How to Deal With Lying Kids

How to deal with Lying KidsDealing with lying children presents a difficult choice.  When they're young, lying seems like a developmental milestone; they are catching on that they may have an exploitable information advantage.  Since they are developing a marvelous new power it feels like we should be accepting misuse from time to time.  On the other hand most of us know liars who have mastered their sophisticated power and harness it freely to swindle others.  We wouldn't want our children to become grown-up liars.  Here are my suggestions for handling lying children.

Accept No Lying

I don't associate with liars.  Not at all. No way.  I've met too many in my life and they've stolen too much from me (you can read about some of the time's I've been cheated and stolen from by my trusted business partners in All-In: How I Made $800,000 in a Lifetime and $15,000 Last Week).  You can't talk to a liar because they make up information.  You can't make plans with a liar because they are willing to jeopardize them.  You can't make a deal with a liar because they won't hold up their end.  Being a liar negates any good skills or qualities a person may have.  In real life, if I find out that someone has lied to me then I disengage and never trust that person with anything.  For any important matters, they don't exist.

-- YOUR TASKS --
A – Condense the paragraph in the passage on lying kids that begins "I don't associate with liars" into a short bulleted list that keeps its main points.
B – Answer these from the passage on lying kids:
(i) What do young children catch on to when they begin lying?
(ii) Who does the writer say cheated and stole from them?
(iii) What does the writer do after finding out that someone has lied to them?

-- INFORMATION PROVIDED --
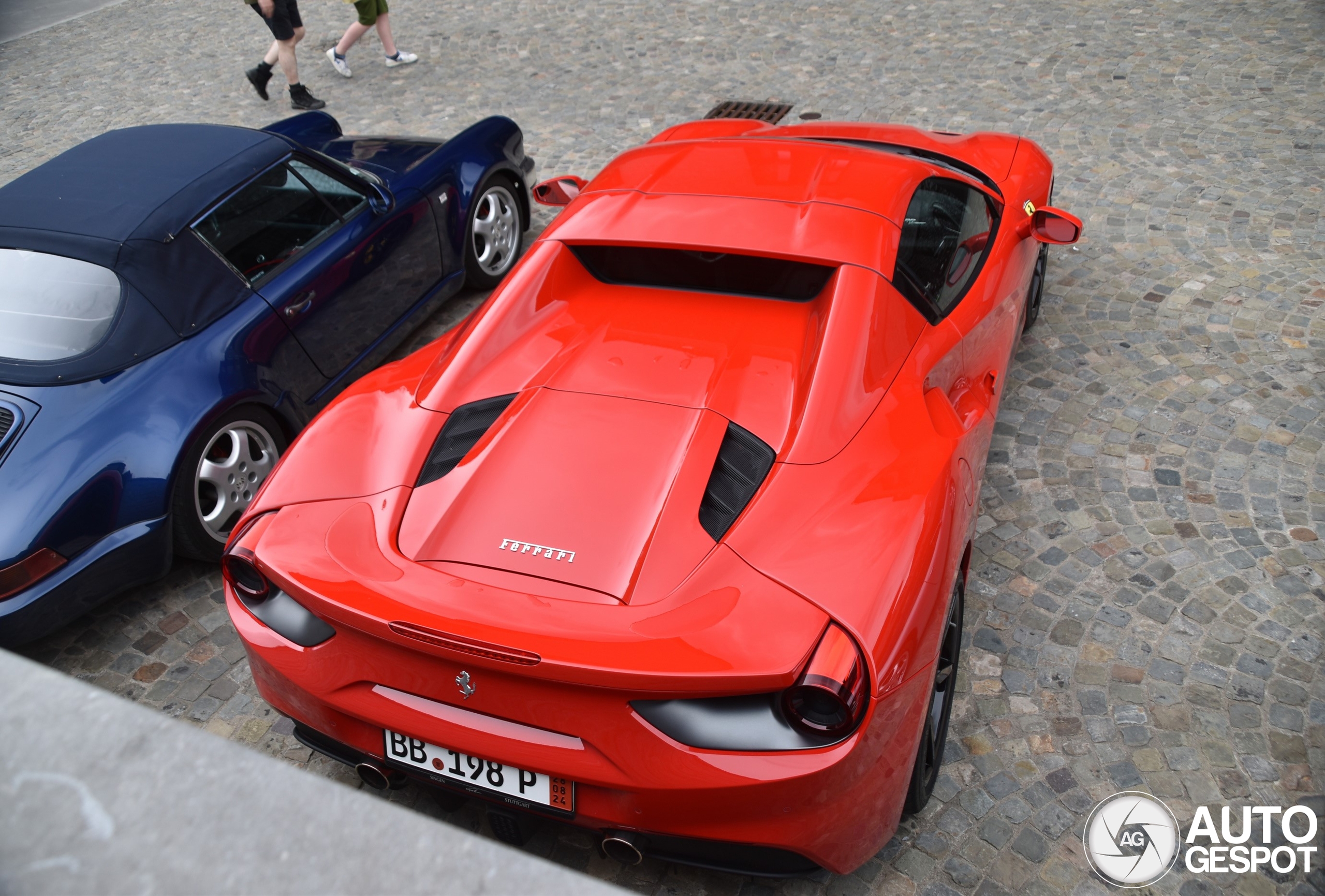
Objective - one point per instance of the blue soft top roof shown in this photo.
(137, 183)
(124, 200)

-- RESPONSES FOR EACH TASK --
A –
- I don't associate with liars at all.
- I've met many liars, and they've stolen too much from me, including trusted business partners who cheated me (described in All-In: How I Made $800,000 in a Lifetime and $15,000 Last Week).
- You can't talk to a liar, because they make up information.
- You can't make plans with a liar, because they'll jeopardize them.
- You can't make a deal with a liar, because they won't hold up their end.
- Lying cancels out any good skills or qualities a person has.
- Once I learn someone has lied to me, I disengage and never trust them with anything; for important matters, they don't exist.

B –
(i) That they may have an exploitable information advantage.
(ii) The writer's trusted business partners.
(iii) The writer disengages and never trusts that person with anything.